[Task to complete]: The full set of entries below should be transcribed exactly.

(Collected data entries)
------------------------------------

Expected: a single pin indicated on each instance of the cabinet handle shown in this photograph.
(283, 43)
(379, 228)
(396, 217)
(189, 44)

------------------------------------

[Answer to this exercise]:
Expected: a single pin indicated on each instance of the cabinet handle shown in this photograph.
(283, 43)
(379, 228)
(396, 217)
(189, 44)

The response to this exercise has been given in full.